BEGIN RAW DATA
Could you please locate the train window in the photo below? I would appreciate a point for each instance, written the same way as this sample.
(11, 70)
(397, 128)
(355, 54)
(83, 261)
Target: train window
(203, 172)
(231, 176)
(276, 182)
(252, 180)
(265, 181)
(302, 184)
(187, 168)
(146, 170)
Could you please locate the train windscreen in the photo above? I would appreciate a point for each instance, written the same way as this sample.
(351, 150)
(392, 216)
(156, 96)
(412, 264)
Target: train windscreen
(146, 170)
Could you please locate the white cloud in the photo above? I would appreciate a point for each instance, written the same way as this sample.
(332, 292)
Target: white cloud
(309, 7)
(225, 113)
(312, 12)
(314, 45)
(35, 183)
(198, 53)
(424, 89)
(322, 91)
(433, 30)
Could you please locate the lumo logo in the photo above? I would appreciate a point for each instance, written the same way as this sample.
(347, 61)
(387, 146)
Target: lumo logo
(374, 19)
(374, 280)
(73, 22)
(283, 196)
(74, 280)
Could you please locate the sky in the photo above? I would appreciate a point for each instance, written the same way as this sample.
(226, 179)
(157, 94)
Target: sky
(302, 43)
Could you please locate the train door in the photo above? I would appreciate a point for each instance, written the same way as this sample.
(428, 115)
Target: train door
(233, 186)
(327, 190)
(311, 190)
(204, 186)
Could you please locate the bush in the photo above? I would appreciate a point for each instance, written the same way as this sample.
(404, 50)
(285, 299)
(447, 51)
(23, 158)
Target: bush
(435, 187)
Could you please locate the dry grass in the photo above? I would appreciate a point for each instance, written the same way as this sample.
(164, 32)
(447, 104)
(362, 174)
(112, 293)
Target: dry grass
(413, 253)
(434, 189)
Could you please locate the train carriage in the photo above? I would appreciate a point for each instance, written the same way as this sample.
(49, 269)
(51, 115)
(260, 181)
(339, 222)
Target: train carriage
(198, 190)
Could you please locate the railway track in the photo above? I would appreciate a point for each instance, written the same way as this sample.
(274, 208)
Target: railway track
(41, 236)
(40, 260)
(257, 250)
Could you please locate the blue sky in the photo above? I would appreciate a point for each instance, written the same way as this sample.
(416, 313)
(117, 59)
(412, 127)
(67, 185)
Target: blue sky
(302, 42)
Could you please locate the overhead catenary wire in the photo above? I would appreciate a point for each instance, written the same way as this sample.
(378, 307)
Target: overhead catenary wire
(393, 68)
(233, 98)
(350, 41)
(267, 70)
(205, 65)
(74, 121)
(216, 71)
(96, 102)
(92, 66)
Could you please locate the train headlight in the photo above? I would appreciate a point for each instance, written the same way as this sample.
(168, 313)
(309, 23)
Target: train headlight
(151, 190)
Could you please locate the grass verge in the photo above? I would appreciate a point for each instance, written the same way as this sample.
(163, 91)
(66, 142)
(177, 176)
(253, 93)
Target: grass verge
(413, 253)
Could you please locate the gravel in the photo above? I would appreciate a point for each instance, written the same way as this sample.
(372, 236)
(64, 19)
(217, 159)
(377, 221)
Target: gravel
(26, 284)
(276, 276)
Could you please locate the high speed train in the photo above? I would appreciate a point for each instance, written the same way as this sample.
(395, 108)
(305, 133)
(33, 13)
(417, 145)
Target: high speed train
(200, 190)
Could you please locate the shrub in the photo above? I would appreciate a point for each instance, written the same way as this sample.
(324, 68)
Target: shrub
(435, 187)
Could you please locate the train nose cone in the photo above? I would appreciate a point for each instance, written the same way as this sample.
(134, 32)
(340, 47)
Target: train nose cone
END RAW DATA
THE REQUEST:
Reproduce all of the entries above verbatim, keeping every line in its original order.

WORKED ANSWER:
Could you please locate the train window in the photo below? I would appreciate a point for each instance, written the same way as this sample.
(11, 70)
(397, 128)
(355, 54)
(83, 261)
Target: train window
(203, 172)
(231, 176)
(276, 182)
(252, 180)
(265, 181)
(302, 184)
(187, 168)
(146, 170)
Could you please locate the train windscreen in the photo above? I would appreciate a point for each instance, written the same way as this sample.
(351, 150)
(392, 216)
(156, 96)
(412, 264)
Target: train windscreen
(146, 170)
Could you please locate the white cloud in the photo above? I would appreciate a point for each instance, written the same way as this sample.
(332, 292)
Target: white cloud
(309, 7)
(225, 113)
(312, 12)
(314, 45)
(35, 183)
(198, 53)
(424, 89)
(322, 91)
(433, 30)
Could you please locate the lumo logo in the photo above? I would appreciate a point for each instance, written the same way as this sample.
(347, 61)
(387, 146)
Target: lumo logo
(374, 19)
(374, 280)
(73, 22)
(283, 196)
(74, 280)
Could you please locate the sky in the photo above? I would appreciate a point for each instance, written the same way as this sample.
(226, 179)
(157, 94)
Target: sky
(302, 43)
Could you please locate the train door in the photo above? I would appreciate a point for each instance, written the same way as this sample.
(428, 115)
Target: train door
(233, 186)
(327, 190)
(311, 190)
(204, 186)
Could you please locate the bush in the photo above? I would appreciate a point for each instance, written the same way as this sample.
(404, 50)
(285, 299)
(447, 51)
(23, 158)
Target: bush
(435, 187)
Could you please locate the dry grass in the photo above? I would appreciate a point for each instance, written the same way as this sample.
(164, 32)
(447, 104)
(362, 174)
(112, 293)
Target: dry grass
(413, 253)
(434, 189)
Could you please locate the train carriage in the photo above? I would appreciate a point for each instance, written the same way as this sample.
(49, 269)
(51, 115)
(260, 181)
(339, 222)
Target: train carriage
(198, 190)
Could you please locate the railway track in the photo above? I would appreciate a point for each instance, written the same way as this sample.
(274, 208)
Target: railway track
(41, 236)
(40, 260)
(257, 250)
Could you please locate the blue sky in the photo above? I would appreciate a point for each instance, written the same way as this sample.
(416, 313)
(117, 59)
(412, 127)
(67, 185)
Target: blue sky
(302, 42)
Could you please locate the overhead catenary wire in the photo above? I would appreciate a point for each instance, written the same way as this sample.
(378, 307)
Target: overhead catenary wire
(393, 68)
(233, 98)
(350, 41)
(267, 70)
(205, 65)
(74, 121)
(216, 71)
(96, 102)
(92, 66)
Could you please locate the train headlight in the photo above? I would appreciate a point for each instance, written the same way as this sample.
(168, 313)
(309, 23)
Target: train headlight
(151, 190)
Could you please locate the grass verge in the photo above? I would appreciate a point for each instance, written the same way as this sample.
(163, 91)
(66, 142)
(177, 176)
(253, 93)
Target: grass verge
(413, 253)
Could you please locate the gravel in the photo above? I would appreciate a point for each instance, written the same way as this sample.
(372, 236)
(64, 19)
(217, 159)
(377, 221)
Target: gravel
(26, 284)
(276, 276)
Could you please locate the high speed train in the photo above? I would appreciate a point for each instance, written the same way as this sample.
(395, 108)
(305, 133)
(33, 13)
(417, 145)
Target: high speed train
(200, 190)
Could you please locate the shrub in the photo above? I would appreciate a point for each instance, written the same way as this sample.
(324, 68)
Target: shrub
(435, 187)
Could you please locate the train nose cone in the photo above? I would appreciate a point for each instance, written the same way as this sample.
(134, 32)
(340, 47)
Target: train nose cone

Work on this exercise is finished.